**PAGE EXCERPT**

☆ ☆ ☆ ☆ ☆ ☆ ☆

In the 1982 E.T. we have both resurrection and ascension, awe-struck humans looking upward at their departing friend. You want more religion? There’s Jeff Bridges as the Starman in 1984. He impregnates an Earth woman and promises that her Child will be a Teacher. That’s my capitalization of the two words, but you can’t miss the capital letters dripping from the Starman’s accent. There was even a short-lived TV series based on the product of that union. Starman, by the way, resurrects a deer killed by a red-neck hunter — so, take that you awful NRA people! Were the film being made today, I think an Alaskan moose, shot by a governor with a pony tail, surely would take the part of the dead animal. While there is no resurrection in Starman, save for the deer, the ascension scene is not to be missed – another picture of slack-jawed humans gazing wonderingly upward, something not seen since the biblical epics of the 1950’s.
We want to believe there’s Somebody Out There, somebody wiser, stronger, smarter, kinder than ourselves, somebody capable of bestowing stern warning and unparalleled blessing equally. Surely in this vast, vast incomprehensible cosmos there must other beings prepared to snatch us out of our troubles. A lot of science fiction is depending on it.
I think a more interesting story-line would be the ultimate discovery that we are alone, all alone in the universe. Get familiar with something called the “Rare Earth hypothesis,” and you might be convinced of it. It is a scientific hypothesis that stirred up great a amount of opposition from other scientists bent on believing we do have galactic neighbors.
Because to believe that this earth might be the only earth is just too, well, peculiar.
Ancient theologians had something similar: the "scandal of particularity." This is the notion that God uses particular people, particular places, and particular times to show himself, and does it in such a way as to create perplexity if not outright shock. Today we’d use the word peculiar.
That’s how we’d summarize a strange sort of God who leaves but hints of his existence, let alone his handiwork in creation, and who even hides himself within his work.
And, more peculiar still, when he does disclose himself it is upon a cross— “upon which,” goes the Good Friday liturgy, “was hung the salvation of the whole world.” ("World” can also read “cosmos.”)
Now, if that doesn’t surprise you or make you scratch your head in perplexity, you haven’t been paying attention.
Personally, strange as all that is, I find it far more satisfying than yearning for some jumped up other-world visitor messing with our planet.
And if God did act for the whole creation, that leaves open an interesting possibility — maybe, if the aliens ever do land for real, their first words won’t be “Take us to your leader,” but “Where can we worship?”

☆ ☆ ☆ ☆ ☆ ☆ ☆

**STATED GOAL**
Answer these questions about the piece on alien films and faith:
(a) In what year does Jeff Bridges appear as the Starman?
(b) What term did ancient theologians have for the idea of God using particular people, places, and times?
(c) What words does the piece suggest aliens might say when they land, in place of "Take us to your leader"?
The items that come next have nothing to do with the piece above.

**RECORDS**

☆ ☆ ☆ ☆ ☆ ☆ ☆

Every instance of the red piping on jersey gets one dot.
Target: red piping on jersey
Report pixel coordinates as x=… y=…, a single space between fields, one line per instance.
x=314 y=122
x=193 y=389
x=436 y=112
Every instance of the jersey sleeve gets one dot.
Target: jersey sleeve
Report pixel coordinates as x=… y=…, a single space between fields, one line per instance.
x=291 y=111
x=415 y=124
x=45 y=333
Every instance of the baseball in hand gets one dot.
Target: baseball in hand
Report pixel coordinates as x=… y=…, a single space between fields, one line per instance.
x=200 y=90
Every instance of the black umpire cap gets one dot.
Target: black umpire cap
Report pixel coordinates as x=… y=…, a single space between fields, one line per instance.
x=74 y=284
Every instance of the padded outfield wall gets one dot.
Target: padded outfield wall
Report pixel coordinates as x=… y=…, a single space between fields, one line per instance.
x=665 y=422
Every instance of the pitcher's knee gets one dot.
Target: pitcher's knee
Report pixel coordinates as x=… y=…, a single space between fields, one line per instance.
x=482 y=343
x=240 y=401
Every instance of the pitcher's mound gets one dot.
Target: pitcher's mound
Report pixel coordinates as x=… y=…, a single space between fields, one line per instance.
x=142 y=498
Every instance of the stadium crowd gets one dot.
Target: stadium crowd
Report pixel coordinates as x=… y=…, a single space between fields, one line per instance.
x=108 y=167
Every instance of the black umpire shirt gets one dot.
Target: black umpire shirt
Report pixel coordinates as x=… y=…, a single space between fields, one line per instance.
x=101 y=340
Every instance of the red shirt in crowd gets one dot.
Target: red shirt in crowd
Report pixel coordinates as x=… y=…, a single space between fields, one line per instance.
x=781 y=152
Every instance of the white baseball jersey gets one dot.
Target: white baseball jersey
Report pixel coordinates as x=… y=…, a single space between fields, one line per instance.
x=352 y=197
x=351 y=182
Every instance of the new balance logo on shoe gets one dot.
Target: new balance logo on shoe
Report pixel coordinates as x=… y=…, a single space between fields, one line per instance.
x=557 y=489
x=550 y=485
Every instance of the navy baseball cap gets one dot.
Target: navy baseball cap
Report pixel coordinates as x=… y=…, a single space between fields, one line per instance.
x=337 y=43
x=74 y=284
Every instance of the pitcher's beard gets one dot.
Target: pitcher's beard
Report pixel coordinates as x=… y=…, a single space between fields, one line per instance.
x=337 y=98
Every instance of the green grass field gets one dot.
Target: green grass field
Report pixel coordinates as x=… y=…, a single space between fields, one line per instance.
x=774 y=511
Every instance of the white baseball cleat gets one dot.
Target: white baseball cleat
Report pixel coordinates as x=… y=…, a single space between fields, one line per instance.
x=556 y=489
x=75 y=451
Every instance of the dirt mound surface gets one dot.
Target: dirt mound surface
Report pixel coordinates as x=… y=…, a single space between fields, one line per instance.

☆ ☆ ☆ ☆ ☆ ☆ ☆

**RESULT OF THE EXERCISE**
(a) 1984
(b) The "scandal of particularity"
(c) "Where can we worship?"